Instructions to follow: How do the lines below between the ones holding "Target: silver parked car" and "<point>345,86</point>", inclusive, read? Give them again exactly, with no other lines.

Start of Block

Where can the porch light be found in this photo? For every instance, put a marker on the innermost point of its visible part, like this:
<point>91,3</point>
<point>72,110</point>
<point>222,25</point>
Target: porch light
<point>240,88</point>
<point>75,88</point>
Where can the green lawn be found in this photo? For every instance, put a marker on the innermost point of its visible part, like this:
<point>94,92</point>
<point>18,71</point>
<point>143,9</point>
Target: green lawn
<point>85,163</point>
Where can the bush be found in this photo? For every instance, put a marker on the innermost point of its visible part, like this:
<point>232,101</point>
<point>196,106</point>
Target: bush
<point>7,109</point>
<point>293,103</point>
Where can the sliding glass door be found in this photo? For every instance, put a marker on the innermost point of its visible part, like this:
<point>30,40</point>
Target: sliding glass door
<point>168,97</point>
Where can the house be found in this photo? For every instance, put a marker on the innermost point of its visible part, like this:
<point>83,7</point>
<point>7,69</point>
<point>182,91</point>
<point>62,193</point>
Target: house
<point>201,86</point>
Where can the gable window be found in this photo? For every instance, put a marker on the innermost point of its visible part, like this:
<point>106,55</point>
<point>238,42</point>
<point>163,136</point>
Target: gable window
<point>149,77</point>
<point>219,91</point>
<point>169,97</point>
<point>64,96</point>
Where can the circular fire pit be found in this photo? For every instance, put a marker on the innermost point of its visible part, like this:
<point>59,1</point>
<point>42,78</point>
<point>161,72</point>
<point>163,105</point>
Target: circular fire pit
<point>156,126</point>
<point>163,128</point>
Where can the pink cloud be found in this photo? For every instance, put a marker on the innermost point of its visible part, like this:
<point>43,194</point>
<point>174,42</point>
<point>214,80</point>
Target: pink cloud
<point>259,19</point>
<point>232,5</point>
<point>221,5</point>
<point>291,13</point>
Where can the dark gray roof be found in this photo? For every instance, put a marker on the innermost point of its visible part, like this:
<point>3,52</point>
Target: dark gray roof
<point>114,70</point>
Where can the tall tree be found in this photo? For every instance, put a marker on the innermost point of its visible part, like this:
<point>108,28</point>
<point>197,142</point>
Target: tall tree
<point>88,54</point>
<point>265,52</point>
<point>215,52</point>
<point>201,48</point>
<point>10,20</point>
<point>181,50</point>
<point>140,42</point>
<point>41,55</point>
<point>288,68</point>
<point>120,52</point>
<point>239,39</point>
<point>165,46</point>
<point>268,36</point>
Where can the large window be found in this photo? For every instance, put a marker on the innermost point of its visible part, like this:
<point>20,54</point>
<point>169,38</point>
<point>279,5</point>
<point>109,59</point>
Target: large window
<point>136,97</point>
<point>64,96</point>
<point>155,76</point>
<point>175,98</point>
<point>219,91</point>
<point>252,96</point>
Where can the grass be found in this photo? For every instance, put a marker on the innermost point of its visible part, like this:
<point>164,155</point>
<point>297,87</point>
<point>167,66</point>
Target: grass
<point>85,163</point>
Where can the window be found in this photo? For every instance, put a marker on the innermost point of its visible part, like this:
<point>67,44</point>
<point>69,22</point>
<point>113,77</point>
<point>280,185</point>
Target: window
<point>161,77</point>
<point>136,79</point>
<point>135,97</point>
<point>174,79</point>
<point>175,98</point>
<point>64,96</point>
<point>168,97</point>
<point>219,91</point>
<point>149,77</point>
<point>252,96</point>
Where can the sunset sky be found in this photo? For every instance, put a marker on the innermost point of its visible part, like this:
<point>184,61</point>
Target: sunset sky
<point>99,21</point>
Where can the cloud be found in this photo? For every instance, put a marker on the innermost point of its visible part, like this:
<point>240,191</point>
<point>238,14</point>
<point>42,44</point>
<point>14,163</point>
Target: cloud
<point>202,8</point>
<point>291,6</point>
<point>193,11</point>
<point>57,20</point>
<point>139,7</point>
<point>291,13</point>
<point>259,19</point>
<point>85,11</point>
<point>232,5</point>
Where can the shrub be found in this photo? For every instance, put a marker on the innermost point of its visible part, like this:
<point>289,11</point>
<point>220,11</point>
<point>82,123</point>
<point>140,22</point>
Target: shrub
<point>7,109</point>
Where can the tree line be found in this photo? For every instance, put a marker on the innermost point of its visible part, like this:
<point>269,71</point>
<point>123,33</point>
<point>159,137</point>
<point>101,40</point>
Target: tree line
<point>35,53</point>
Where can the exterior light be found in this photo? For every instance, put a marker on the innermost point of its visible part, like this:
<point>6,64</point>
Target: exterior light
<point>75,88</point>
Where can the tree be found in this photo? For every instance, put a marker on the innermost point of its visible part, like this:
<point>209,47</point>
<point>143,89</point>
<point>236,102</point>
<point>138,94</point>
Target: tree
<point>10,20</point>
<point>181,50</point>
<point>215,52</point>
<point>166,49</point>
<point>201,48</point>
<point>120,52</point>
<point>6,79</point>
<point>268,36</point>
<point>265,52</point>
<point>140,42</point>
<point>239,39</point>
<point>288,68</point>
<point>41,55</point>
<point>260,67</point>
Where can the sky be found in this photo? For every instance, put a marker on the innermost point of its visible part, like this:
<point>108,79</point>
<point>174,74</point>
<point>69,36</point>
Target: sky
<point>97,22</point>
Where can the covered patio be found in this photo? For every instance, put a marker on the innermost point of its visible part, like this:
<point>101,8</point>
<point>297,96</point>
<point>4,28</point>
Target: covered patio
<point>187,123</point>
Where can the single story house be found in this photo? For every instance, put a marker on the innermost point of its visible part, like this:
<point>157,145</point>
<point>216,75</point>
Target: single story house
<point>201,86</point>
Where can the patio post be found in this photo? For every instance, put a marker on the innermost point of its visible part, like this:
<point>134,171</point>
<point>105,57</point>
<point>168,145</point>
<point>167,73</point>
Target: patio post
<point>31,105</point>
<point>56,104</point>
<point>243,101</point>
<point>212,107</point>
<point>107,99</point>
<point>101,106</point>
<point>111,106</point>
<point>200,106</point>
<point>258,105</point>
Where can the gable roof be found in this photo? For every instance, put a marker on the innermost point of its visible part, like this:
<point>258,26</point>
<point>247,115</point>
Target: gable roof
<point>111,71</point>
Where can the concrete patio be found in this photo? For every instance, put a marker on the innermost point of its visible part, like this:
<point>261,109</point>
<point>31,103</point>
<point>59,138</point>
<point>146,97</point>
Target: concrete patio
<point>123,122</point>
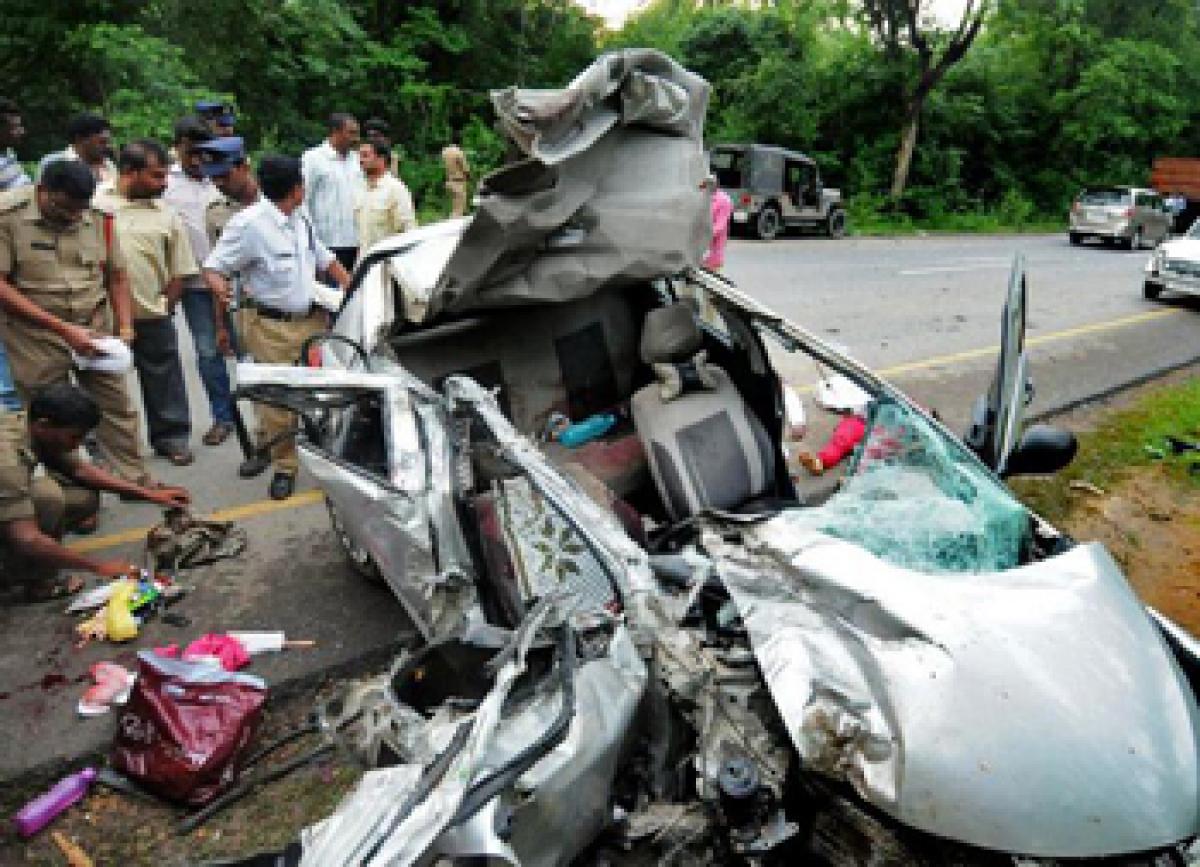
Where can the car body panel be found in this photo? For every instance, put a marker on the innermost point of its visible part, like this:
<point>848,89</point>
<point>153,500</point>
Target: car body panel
<point>935,698</point>
<point>1175,265</point>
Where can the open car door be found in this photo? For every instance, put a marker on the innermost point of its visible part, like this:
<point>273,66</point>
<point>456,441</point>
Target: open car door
<point>996,418</point>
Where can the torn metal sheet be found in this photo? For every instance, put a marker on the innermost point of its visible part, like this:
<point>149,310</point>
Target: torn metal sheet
<point>976,707</point>
<point>611,192</point>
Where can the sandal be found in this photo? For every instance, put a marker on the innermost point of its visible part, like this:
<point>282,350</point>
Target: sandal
<point>57,589</point>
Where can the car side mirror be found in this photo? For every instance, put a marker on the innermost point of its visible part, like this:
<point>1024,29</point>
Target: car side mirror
<point>1043,449</point>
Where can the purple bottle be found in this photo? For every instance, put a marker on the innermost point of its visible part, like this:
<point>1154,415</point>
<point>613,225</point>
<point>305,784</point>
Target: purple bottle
<point>41,811</point>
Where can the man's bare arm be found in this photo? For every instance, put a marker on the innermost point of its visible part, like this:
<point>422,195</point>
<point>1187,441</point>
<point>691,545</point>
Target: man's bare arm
<point>217,285</point>
<point>121,299</point>
<point>91,476</point>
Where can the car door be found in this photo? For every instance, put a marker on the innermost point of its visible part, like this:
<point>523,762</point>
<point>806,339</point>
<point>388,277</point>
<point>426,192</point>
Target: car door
<point>996,420</point>
<point>369,441</point>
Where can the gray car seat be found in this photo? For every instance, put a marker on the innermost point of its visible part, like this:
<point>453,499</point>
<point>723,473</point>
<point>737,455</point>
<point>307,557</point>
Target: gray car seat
<point>706,448</point>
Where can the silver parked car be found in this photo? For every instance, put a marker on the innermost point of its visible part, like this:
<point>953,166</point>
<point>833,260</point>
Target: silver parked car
<point>663,644</point>
<point>1125,215</point>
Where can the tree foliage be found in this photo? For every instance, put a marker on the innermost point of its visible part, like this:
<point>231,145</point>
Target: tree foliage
<point>1051,95</point>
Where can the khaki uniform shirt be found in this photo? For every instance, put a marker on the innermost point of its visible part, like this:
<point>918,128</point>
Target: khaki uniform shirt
<point>60,270</point>
<point>457,171</point>
<point>384,209</point>
<point>156,249</point>
<point>17,465</point>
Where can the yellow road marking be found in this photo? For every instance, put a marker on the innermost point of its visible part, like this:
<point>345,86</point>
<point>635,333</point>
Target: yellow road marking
<point>1039,340</point>
<point>264,507</point>
<point>235,513</point>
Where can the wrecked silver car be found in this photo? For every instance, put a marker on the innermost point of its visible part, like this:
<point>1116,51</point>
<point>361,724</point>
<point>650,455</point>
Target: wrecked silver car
<point>658,645</point>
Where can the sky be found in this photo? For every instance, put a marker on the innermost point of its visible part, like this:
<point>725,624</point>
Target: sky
<point>616,11</point>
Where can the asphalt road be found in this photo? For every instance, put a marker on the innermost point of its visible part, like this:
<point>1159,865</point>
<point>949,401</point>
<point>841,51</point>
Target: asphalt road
<point>925,311</point>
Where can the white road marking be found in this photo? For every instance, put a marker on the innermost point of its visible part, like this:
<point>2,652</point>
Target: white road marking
<point>954,269</point>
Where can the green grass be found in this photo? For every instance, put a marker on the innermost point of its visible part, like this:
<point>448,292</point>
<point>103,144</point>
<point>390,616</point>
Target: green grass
<point>1117,443</point>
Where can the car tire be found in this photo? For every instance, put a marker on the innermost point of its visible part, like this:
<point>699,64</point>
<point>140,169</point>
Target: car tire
<point>360,558</point>
<point>835,223</point>
<point>768,223</point>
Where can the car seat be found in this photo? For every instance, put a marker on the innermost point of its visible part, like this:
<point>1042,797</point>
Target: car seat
<point>706,448</point>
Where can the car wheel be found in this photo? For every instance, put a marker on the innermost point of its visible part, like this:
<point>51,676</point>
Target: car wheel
<point>360,558</point>
<point>835,223</point>
<point>768,223</point>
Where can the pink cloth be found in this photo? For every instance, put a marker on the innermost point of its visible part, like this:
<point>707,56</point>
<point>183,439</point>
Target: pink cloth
<point>723,211</point>
<point>228,650</point>
<point>843,441</point>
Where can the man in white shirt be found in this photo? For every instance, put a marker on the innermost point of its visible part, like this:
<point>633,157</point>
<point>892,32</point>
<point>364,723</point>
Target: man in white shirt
<point>274,247</point>
<point>190,193</point>
<point>384,207</point>
<point>333,179</point>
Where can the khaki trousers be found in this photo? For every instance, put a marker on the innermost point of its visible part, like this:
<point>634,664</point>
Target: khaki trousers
<point>457,190</point>
<point>39,358</point>
<point>274,341</point>
<point>58,506</point>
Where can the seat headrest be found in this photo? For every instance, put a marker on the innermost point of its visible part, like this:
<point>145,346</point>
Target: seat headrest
<point>670,334</point>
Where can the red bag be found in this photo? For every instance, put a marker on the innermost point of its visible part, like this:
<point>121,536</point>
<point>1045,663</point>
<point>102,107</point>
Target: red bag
<point>186,727</point>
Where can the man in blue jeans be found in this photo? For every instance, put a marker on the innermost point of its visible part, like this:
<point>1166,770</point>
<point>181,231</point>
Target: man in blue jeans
<point>190,193</point>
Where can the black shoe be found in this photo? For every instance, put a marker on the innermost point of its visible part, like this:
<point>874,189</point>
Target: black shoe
<point>282,486</point>
<point>253,466</point>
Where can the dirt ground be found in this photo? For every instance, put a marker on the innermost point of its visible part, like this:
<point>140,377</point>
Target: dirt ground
<point>1147,519</point>
<point>1152,527</point>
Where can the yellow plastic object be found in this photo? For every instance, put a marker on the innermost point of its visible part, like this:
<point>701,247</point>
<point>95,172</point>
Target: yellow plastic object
<point>119,622</point>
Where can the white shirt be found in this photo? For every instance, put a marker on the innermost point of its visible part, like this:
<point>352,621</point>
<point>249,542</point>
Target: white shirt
<point>190,198</point>
<point>384,209</point>
<point>276,256</point>
<point>331,185</point>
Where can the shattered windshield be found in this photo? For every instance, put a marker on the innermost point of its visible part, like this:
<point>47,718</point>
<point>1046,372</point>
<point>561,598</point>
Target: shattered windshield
<point>918,501</point>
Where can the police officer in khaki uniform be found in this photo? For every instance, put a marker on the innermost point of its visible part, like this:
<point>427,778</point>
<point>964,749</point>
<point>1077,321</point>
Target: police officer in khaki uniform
<point>274,247</point>
<point>457,174</point>
<point>36,512</point>
<point>54,256</point>
<point>159,258</point>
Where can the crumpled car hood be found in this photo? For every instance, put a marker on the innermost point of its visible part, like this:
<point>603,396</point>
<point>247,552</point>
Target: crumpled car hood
<point>1035,711</point>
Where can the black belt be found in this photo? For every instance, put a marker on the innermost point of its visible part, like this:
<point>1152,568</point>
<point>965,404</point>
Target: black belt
<point>273,314</point>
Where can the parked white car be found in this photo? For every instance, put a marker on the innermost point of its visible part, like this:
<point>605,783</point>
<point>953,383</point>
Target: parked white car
<point>1175,265</point>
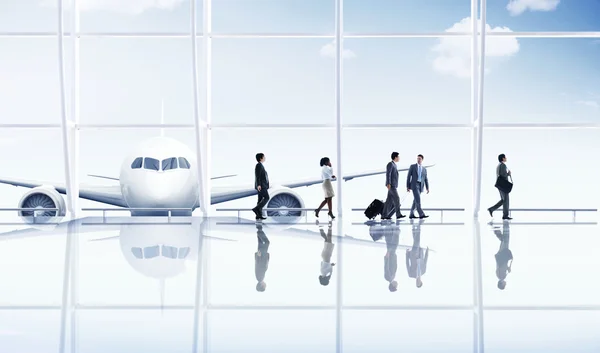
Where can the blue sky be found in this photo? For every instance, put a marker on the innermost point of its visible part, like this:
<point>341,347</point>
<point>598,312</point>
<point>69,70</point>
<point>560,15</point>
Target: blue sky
<point>422,80</point>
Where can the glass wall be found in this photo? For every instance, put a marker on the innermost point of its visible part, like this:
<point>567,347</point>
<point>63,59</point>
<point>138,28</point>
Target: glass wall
<point>268,70</point>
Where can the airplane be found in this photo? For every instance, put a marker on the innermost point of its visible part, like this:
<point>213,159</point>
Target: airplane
<point>159,173</point>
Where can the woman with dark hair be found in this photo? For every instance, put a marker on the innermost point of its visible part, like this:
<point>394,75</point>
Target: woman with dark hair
<point>327,175</point>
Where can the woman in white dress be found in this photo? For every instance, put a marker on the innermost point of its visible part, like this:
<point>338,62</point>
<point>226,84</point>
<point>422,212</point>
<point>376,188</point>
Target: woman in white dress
<point>327,176</point>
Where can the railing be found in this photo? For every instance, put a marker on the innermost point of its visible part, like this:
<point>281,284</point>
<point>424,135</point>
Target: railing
<point>572,210</point>
<point>240,210</point>
<point>104,210</point>
<point>440,210</point>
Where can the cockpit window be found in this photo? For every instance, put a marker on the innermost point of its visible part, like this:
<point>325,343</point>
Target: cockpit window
<point>169,251</point>
<point>151,251</point>
<point>183,252</point>
<point>137,163</point>
<point>183,163</point>
<point>151,163</point>
<point>169,163</point>
<point>137,252</point>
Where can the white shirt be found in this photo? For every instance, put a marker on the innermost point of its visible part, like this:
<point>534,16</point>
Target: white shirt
<point>326,172</point>
<point>326,268</point>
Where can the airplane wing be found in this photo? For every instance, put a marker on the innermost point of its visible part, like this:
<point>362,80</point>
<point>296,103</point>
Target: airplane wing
<point>110,195</point>
<point>229,195</point>
<point>117,179</point>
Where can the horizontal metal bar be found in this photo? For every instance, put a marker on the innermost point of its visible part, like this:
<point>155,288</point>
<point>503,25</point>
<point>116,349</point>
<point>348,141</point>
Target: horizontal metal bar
<point>270,209</point>
<point>313,307</point>
<point>133,126</point>
<point>28,209</point>
<point>554,209</point>
<point>138,209</point>
<point>187,34</point>
<point>29,126</point>
<point>487,126</point>
<point>424,209</point>
<point>404,126</point>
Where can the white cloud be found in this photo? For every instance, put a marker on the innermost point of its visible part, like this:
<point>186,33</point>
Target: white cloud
<point>328,50</point>
<point>517,7</point>
<point>454,53</point>
<point>131,7</point>
<point>592,104</point>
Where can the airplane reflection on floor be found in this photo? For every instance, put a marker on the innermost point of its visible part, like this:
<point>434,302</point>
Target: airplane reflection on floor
<point>161,251</point>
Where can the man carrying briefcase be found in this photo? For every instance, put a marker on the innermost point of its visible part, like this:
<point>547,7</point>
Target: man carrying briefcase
<point>504,187</point>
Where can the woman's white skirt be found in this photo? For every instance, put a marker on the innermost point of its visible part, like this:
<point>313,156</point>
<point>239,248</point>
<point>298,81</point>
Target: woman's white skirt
<point>328,188</point>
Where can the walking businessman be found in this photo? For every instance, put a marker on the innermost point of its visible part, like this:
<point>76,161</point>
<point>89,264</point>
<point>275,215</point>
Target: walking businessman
<point>416,178</point>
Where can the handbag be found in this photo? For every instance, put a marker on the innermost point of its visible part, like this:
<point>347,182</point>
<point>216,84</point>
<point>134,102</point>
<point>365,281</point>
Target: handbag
<point>504,185</point>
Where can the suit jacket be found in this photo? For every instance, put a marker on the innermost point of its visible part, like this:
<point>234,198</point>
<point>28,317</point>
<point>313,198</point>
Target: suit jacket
<point>413,176</point>
<point>261,263</point>
<point>502,171</point>
<point>391,175</point>
<point>261,177</point>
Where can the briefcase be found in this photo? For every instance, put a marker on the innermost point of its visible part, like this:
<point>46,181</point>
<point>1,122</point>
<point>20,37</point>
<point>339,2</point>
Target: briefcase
<point>504,185</point>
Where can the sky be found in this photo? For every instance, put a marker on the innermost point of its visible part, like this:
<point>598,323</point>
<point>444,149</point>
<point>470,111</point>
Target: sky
<point>262,81</point>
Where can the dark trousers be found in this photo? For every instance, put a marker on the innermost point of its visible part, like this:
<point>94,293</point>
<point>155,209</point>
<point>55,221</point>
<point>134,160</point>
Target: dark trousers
<point>392,203</point>
<point>263,198</point>
<point>504,202</point>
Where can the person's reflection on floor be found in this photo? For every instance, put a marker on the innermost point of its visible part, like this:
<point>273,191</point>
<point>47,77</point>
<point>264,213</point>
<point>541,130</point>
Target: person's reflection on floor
<point>326,265</point>
<point>390,261</point>
<point>504,255</point>
<point>261,258</point>
<point>416,257</point>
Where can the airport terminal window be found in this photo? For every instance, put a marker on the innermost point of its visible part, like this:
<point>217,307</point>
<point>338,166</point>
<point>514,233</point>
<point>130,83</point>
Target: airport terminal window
<point>169,251</point>
<point>183,163</point>
<point>151,251</point>
<point>151,163</point>
<point>183,252</point>
<point>137,252</point>
<point>137,163</point>
<point>169,163</point>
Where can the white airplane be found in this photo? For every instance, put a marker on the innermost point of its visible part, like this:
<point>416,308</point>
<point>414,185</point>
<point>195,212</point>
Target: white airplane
<point>161,172</point>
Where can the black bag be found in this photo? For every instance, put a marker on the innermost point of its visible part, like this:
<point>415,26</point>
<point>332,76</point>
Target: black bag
<point>504,185</point>
<point>374,209</point>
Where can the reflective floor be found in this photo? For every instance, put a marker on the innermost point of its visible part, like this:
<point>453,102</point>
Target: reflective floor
<point>223,285</point>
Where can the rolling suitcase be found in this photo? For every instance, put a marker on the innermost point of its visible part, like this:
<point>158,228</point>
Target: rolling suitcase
<point>374,209</point>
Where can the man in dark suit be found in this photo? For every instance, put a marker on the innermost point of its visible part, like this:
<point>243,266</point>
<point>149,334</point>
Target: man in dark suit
<point>261,184</point>
<point>416,178</point>
<point>261,258</point>
<point>392,201</point>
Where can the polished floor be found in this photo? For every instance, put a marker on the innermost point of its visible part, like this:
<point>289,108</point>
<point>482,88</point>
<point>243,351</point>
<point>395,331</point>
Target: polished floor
<point>146,285</point>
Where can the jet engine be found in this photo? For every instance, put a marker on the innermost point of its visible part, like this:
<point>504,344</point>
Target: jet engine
<point>42,197</point>
<point>284,198</point>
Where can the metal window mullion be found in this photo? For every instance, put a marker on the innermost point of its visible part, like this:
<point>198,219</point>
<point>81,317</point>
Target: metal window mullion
<point>197,123</point>
<point>479,126</point>
<point>207,70</point>
<point>474,105</point>
<point>338,102</point>
<point>63,109</point>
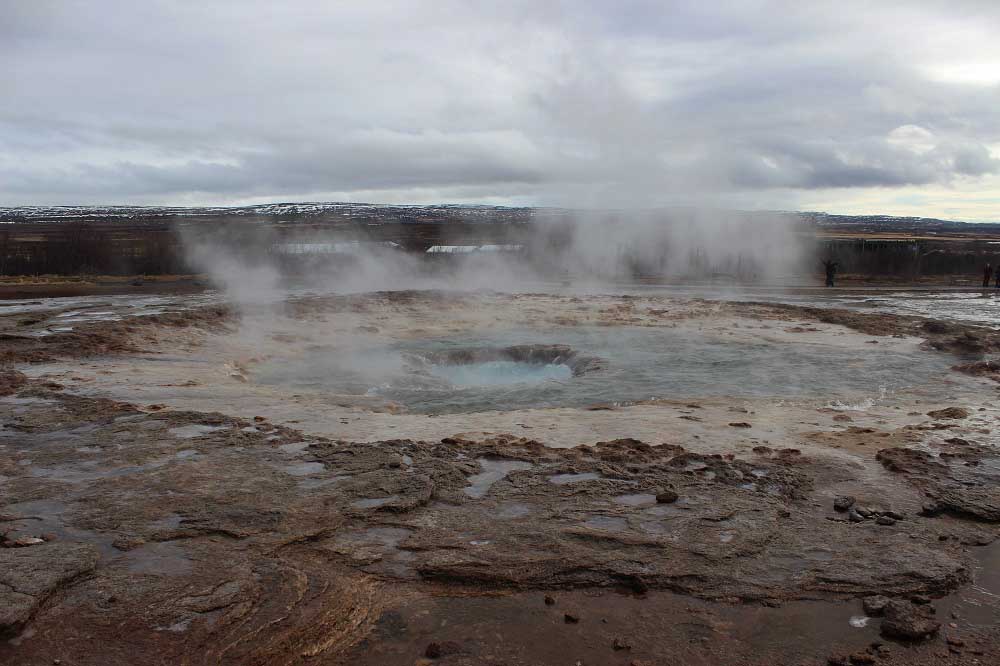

End of Block

Task answer:
Target: silver parked car
<point>663,644</point>
<point>1125,215</point>
Where can the tree foliage be found in this photo? For every instance, put a marker on the innermost point of its visible part, like this:
<point>231,145</point>
Target: tree foliage
<point>1051,95</point>
Where can the khaki uniform shirt be found in this photo? For every instance, put a marker on the innermost point of its visible part, like this:
<point>918,128</point>
Target: khaki uniform shirt
<point>60,270</point>
<point>457,171</point>
<point>384,209</point>
<point>156,249</point>
<point>17,465</point>
Where can the yellow road marking be found in this photo? For every instance, put a marker on the innermost point of its visible part, like this:
<point>345,86</point>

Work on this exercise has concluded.